Wat is uw inschatting ten aanzien van de bereidheid van Israël te voldoen aan de uitspraak van het Internationaal Gerechtshof?

Antwoord

Israël heeft bij monde van de woordvoerder van premier Sharon laten weten dat het uitsluitend zal handelen naar de uitspraak van het Israëlische Hooggerechtshof ten aanzien van de barrière. Deze luidde kort gezegd dat bij de bepaling van de route van de barrière de humanitaire gevolgen voor de Palestijnse bevolking zwaar moeten meewegen.

Vraag 3

Wat is uw visie en die van de Europese Unie ten aanzien van de uitspraak van het Hof en ten aanzien van de reactie van Israël?

Antwoord

De Europese visie ten aanzien van het advies van het Internationaal Gerechtshof (IGH) is verwoord in de gezamenlijke persverklaring van ministers van Buitenlandse Zaken na afloop van de RAZEB van 12 juli jl. De tekst hiervan is bijgevoegd. De Nederlandse visie in dezen komt overeen met de EU-positie.

Vraag 4

Bent u bereid in bilaterale contacten met Israël te wijzen op de uitspraak van het Internationaal Gerechtshof?

Opdracht A: Herschrijf in de tekst over het Internationaal Gerechtshof de alinea die begint met "Israël heeft bij monde van" beknopter, met behoud van de kernfeiten.
Opdracht B: Pak de tekst over het Internationaal Gerechtshof op na de laatste zin en schrijf het vervolg.
De gegevens die hierna volgen hebben geen verband met de tekst over het Internationaal Gerechtshof.

Vastgelegde gegevens:

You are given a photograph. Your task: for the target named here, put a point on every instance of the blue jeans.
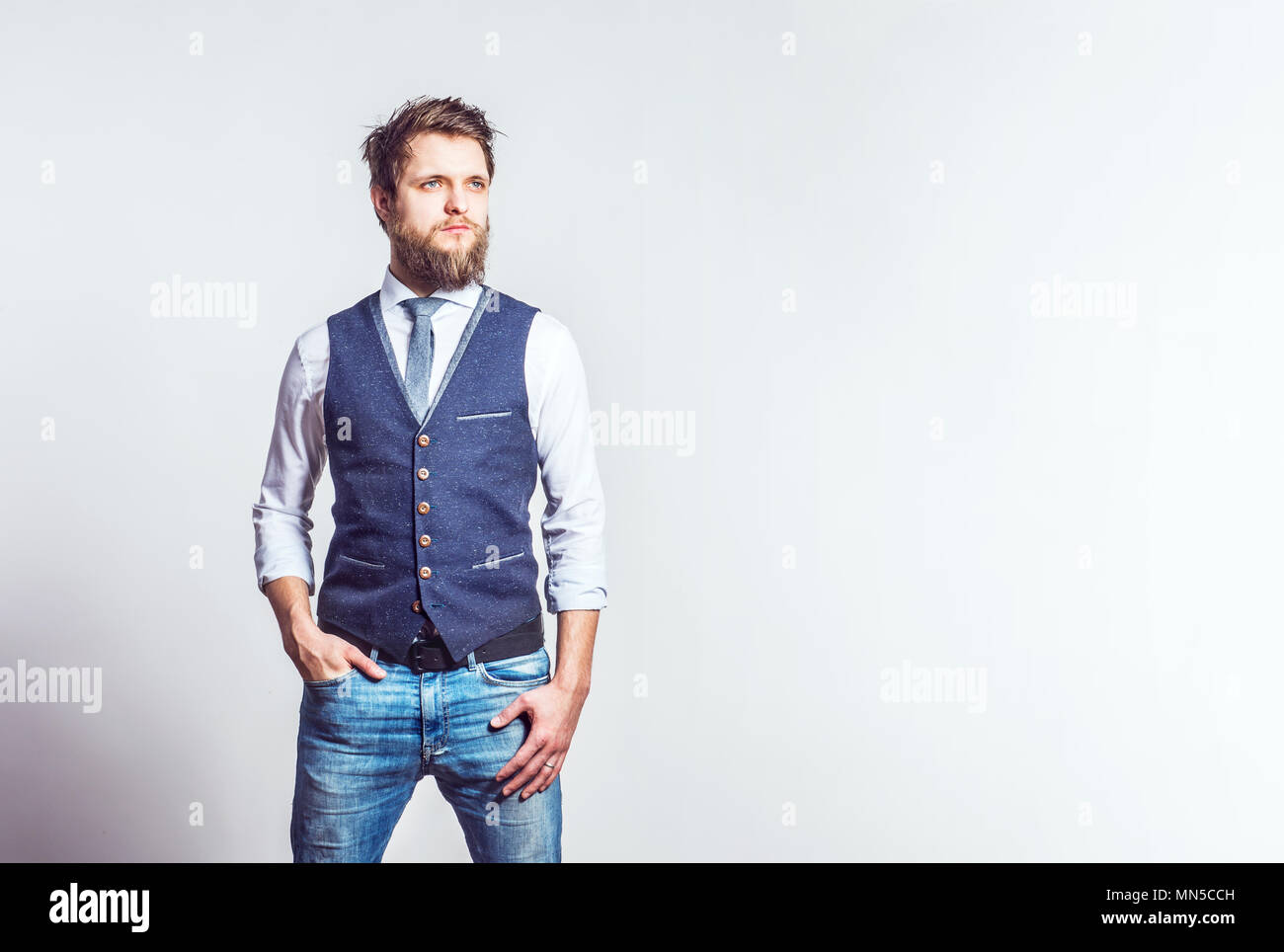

Uitwerking A: Via de woordvoerder van premier Sharon liet Israël weten alleen de uitspraak van het Israëlische Hooggerechtshof over de barrière te volgen. Volgens die uitspraak moeten de humanitaire gevolgen voor de Palestijnse bevolking zwaar meewegen bij het bepalen van de route van de barrière.

Uitwerking B:
Antwoord

De EU en Nederland blijft, zowel bilateraal als binnen het kader van de EU, Israël aanspreken op het feit dat de barrière op Palestijns Gebied een situatie creëert die de stichting op termijn van een levensvatbare Palestijnse Staat op de Westelijke Jordaanoever, en daarmee een duurzame vredesregeling tussen beide partijen, in gevaar kan brengen.

Ook wordt beide betrokken partijen er voortdurend op gewezen dat de Roadmap het raamwerk is en blijft voor de totstandkoming van een vredesregeling. De EU zal hierbij blijven wijzen op de verplichtingen die de partijen met aanvaarding van de Roadmap zijn aangegaan.